## What to do
• a. Translate this sentence from the article on Petaluma's summer festivals into Spanish: "The Petaluma Music Festival is returning this summer, live and in-person."
• b. Extend the article on Petaluma's 2021 summer festivals, starting after its last sentence.

## Text passage
= = = =

As coronavirus pandemic recedes, Petaluma’s summer festival lineup takes shape

Several annual Petaluma events have made big announcements about their 2021 plans.|

PLANNING TO GO?

WHAT? 14th Annual Petaluma Music Festival

WHEN? Saturday, August 7, 11:30 a.m. to 9:30 p.m.

WHERE? Sonoma-Marin Fairgrounds in Petaluma.

COST? Advance tickets $55 – $149. Kids 12 and under are free.

INFORMATION? PetalumaMusicFestival.org

The Petaluma Music Festival is returning this summer, live and in-person.

The Rivertown Revival is not.

Reportedly waiting until 2022 to invite its fans back to the McNear Peninsula, the eccentric annual Revival is joined in postponement by Penngrove’s 4th of July Parade and Duncans Mills’ Civil War Days, and the Sonoma-Marin Fair, all three taking a rain check for the second year in a row.

Meanwhile, a long-mothballed river celebration is returning this August after an absence of more than two decades.

With Sonoma County still hovering in a state of COVID-19 uncertainty — while certain sectors of the economy reopen and others remain closed — Petaluma’s ever-shifting recreation and entertainment schedule remains locked in a strange limbo of clashing schedules.

The Petaluma Music Festival, after shifting to a full-virtual platform in 2020, announced last week that the three-stage, multiple-artist, 10-hour-long extravaganza will take place Aug. 7 at the Sonoma-Marin Fairgrounds in Petaluma.

= = = =

## Provided records
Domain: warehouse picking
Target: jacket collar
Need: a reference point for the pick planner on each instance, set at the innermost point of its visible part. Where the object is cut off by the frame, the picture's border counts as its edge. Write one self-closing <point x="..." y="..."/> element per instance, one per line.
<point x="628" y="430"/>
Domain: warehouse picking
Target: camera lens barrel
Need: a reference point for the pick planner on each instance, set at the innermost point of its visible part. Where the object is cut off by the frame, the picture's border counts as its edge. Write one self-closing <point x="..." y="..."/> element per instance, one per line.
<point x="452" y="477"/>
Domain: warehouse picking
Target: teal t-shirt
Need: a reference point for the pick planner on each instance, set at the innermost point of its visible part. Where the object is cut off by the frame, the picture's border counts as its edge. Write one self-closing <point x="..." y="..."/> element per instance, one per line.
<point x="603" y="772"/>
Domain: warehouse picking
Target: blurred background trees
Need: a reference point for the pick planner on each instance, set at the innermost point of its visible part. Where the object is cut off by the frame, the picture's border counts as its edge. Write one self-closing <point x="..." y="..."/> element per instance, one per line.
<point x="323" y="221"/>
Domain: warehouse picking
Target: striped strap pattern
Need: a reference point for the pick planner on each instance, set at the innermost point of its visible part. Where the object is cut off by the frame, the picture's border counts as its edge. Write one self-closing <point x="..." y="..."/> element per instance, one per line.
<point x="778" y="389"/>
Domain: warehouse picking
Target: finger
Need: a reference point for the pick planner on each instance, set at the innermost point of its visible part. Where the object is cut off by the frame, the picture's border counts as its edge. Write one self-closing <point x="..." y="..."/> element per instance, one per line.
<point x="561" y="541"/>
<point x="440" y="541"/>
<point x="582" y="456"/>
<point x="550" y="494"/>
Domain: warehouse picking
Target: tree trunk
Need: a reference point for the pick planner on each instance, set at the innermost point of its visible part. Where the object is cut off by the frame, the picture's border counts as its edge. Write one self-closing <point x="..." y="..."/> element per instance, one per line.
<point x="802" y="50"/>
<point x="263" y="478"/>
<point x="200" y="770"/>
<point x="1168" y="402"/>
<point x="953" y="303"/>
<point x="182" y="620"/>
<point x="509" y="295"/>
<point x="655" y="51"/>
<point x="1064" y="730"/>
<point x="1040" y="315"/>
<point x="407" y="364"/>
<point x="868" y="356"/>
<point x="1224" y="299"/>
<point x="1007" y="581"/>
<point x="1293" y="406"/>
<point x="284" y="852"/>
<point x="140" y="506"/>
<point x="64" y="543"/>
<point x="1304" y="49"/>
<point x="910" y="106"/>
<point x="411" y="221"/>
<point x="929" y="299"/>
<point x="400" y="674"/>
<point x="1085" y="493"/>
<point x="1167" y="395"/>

= = = =

## Response list
• a. El Festival de Música de Petaluma regresa este verano, en vivo y en persona.

• b.
The lineup of musicians will include some of Sonoma County’s most popular bands: SambaDa, the Motet, the Black Sheep Brass Band, Dirty Red Barn, Mestizo Beat, Kendra McKinley, Sebastian Saint James & The Highway Poets, The Commonheart, The Monophonics, Full Moonalice and the Time Has Come Revue (featuring The New Chamber Brothers and the T Sisters), and the Bandjango Collectif featuring Stella Heath.

The event will mark the beloved nonprofit festival’s 14th year, having become a dependable local benefit event in support of school music programs throughout Petaluma. Not surprisingly, as Sonoma County cautiously emerges from over a year of suspended and canceled events, there will be some conspicuous protocols in place to protect all participants.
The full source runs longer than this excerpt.